# 記述課題
1. リーダーシップ講義の抜粋によれば、日本も「自国ファースト」の例外ではないとされる。その理由を抜粋に書かれている範囲で、1〜3文で述べよ。
2. リーダーシップ講義の抜粋を、最後の一文の後から書き継げ。

危機下のリーダーシップ、その要諦とは(3)変化に応じたリーダーシップ

山内昌之
東京大学名誉教授/歴史学者/武蔵野大学国際総合研究所客員教授
情報・テキスト
「自国ファースト」でない主権独立国家などはあり得ない。日本もその例外ではないが、日本には日本の自国ファーストとグローバル・イシューのバランスの取り方があるはずで、それはアメリカの戦略とは異なるものだ。重要なのは、リーダーは国家戦略、総合政治戦略、戦術という3つの次元で考えるべきということ、その際に本質・実体・現象をらせん構造で結びつけていくべきだということである。(全3話中第3話)
時間:11:34
収録日:2020/07/17
追加日:2020/09/07
キーワード:
≪全文≫

●日本としての自国ファーストとグローバル・イシューのバランス


 皆さん、こんにちは。

# 与えられたエントリー
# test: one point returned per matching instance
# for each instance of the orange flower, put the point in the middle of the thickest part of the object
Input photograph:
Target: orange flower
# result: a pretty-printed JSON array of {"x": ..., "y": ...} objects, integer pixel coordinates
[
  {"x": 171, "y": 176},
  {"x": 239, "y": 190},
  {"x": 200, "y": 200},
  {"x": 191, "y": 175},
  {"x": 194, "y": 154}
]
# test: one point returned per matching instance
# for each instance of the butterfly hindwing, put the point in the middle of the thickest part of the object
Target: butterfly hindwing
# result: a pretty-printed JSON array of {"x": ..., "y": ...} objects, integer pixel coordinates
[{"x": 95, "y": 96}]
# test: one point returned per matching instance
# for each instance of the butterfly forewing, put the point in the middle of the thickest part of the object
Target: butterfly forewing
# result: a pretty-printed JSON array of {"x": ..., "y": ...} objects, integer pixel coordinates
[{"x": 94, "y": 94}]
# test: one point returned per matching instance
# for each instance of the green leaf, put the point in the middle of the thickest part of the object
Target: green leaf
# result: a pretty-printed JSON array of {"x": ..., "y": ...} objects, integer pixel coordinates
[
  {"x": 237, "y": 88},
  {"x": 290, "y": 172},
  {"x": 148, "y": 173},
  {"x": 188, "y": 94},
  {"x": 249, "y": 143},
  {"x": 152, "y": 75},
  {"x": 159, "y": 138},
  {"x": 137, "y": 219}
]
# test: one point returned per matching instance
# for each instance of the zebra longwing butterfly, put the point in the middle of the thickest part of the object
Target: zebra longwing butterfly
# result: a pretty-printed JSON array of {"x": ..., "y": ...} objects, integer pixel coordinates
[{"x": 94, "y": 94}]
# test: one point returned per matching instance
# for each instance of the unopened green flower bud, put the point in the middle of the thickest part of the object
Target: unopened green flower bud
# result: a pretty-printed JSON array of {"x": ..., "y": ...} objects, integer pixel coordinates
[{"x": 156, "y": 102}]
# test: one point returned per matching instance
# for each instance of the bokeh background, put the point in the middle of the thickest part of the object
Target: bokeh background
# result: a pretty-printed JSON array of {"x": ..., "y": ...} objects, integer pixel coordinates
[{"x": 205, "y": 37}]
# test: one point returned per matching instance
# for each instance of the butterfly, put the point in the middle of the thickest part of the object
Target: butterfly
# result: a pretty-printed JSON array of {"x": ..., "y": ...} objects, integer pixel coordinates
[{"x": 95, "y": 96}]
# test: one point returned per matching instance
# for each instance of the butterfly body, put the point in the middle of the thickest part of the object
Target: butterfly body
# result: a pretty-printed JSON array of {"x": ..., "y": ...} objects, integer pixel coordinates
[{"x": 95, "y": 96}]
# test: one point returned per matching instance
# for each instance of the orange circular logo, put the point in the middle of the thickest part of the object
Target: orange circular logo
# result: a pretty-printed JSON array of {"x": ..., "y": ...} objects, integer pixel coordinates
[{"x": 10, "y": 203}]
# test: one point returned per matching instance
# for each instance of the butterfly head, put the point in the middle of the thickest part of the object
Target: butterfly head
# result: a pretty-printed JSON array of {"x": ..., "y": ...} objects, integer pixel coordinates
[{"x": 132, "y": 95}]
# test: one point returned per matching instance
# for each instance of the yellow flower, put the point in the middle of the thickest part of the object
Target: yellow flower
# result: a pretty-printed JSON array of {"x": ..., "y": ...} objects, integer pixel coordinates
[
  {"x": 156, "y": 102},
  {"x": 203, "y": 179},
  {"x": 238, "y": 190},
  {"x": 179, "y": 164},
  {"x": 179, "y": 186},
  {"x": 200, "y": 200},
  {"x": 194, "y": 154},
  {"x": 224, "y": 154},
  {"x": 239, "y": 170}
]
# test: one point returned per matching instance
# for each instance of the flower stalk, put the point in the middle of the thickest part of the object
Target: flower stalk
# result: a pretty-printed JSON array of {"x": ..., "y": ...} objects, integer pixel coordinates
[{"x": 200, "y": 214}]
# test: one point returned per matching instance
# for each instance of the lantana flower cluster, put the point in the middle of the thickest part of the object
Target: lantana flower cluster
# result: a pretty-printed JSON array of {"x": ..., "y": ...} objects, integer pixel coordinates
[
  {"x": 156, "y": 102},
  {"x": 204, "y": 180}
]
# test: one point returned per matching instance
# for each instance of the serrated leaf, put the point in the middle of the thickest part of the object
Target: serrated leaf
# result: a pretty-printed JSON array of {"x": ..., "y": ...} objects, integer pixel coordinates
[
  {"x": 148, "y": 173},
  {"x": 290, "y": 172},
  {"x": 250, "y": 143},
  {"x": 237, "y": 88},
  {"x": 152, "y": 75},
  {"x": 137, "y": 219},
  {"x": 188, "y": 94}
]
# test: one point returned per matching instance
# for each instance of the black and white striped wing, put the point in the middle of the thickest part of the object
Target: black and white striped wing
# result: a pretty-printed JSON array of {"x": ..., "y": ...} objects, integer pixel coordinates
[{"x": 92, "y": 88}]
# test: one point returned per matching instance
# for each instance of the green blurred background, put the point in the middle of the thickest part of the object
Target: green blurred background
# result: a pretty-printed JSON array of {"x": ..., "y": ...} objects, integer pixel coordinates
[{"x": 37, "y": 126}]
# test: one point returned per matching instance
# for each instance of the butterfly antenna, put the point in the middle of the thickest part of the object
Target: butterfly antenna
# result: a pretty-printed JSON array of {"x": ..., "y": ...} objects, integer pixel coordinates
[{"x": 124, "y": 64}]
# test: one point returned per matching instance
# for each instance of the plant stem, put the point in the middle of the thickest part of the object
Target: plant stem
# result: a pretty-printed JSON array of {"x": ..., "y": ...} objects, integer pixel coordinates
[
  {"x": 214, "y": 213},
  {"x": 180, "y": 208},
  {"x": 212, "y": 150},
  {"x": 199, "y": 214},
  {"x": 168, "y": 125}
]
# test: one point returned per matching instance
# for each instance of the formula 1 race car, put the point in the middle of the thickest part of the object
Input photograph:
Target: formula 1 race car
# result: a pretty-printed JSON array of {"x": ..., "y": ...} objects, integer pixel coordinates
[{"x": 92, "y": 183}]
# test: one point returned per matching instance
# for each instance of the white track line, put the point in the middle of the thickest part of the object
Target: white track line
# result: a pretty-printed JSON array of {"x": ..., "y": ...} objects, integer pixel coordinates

# 解答
1. 抜粋は「『自国ファースト』でない主権独立国家などはあり得ない」と述べている。日本もこの原則から外れないため、例外ではないとされる。

2.
 前回は、日本もせんじ詰めれば自国ファーストの国だと、ややショッキングな表現をいたしましたが、要するに私の言いたいところは、自国ファーストでない国というのは、主権独立国家としてはあり得ない。ただ、それが極端かどうか、あるいはグローバル・イシューとのバランスを失しているかどうかという違いであります。

 この点において、日本はどの政権であっても、これは民主党政権下の首相であっても、基本的には野田佳彦元総理や、あるいは現在の安倍晋三総理にしても、この2人が自国ファーストでない、または自国ファーストであるというようなことに関して2人とも、つまり日本の総理大臣は基本的にそういう普通の良識的な首相であるならば、この自国ファーストとグローバル・イシューのバランスを取っているということを言いたかったのです。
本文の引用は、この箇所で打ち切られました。